▸ Supplied data

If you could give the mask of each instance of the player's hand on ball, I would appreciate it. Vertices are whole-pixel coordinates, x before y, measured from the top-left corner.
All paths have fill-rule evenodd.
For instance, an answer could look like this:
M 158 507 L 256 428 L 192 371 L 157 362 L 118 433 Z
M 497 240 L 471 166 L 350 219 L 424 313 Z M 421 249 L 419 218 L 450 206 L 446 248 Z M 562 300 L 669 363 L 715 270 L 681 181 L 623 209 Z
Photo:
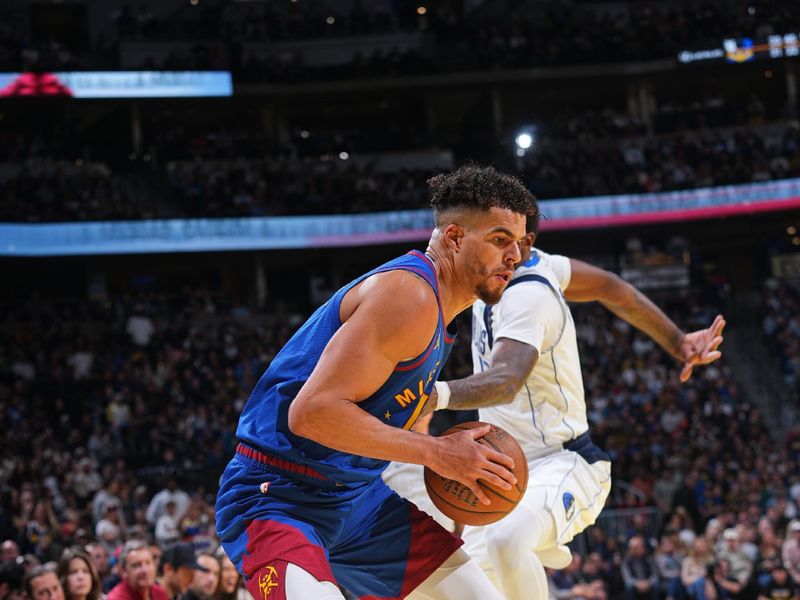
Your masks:
M 717 350 L 722 343 L 722 330 L 725 328 L 725 319 L 717 315 L 711 327 L 687 333 L 681 339 L 680 352 L 683 360 L 680 381 L 684 383 L 692 376 L 692 369 L 696 365 L 707 365 L 722 356 Z
M 479 479 L 504 490 L 510 490 L 517 483 L 511 472 L 513 459 L 475 441 L 490 429 L 487 424 L 435 438 L 438 442 L 436 452 L 426 465 L 442 477 L 466 485 L 483 504 L 490 504 L 490 500 L 478 485 Z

▸ Exercise aim
Without the pictures, print all of the records exactly.

▸ Finished exercise
If you could give the mask of each instance of the player's hand on ball, I would appreciate it. Vertices are whole-pixel coordinates, x before y, measured from the top-left corner.
All paths have fill-rule evenodd.
For instance, an answer could look like this:
M 158 507 L 256 428 L 192 371 L 157 362 L 118 433 Z
M 497 240 L 471 166 L 350 219 L 424 313 Z M 421 249 L 419 218 L 450 206 L 446 248 Z M 562 300 L 669 363 L 715 270 L 681 181 L 623 209 Z
Photo:
Your masks:
M 717 350 L 722 343 L 722 330 L 725 328 L 725 319 L 717 315 L 711 327 L 687 333 L 681 339 L 680 352 L 683 360 L 680 381 L 684 383 L 692 376 L 692 369 L 696 365 L 707 365 L 722 356 Z
M 479 479 L 504 490 L 510 490 L 517 483 L 511 472 L 513 459 L 475 441 L 490 429 L 487 424 L 435 438 L 438 442 L 436 452 L 426 465 L 442 477 L 466 485 L 483 504 L 490 504 L 490 500 L 478 485 Z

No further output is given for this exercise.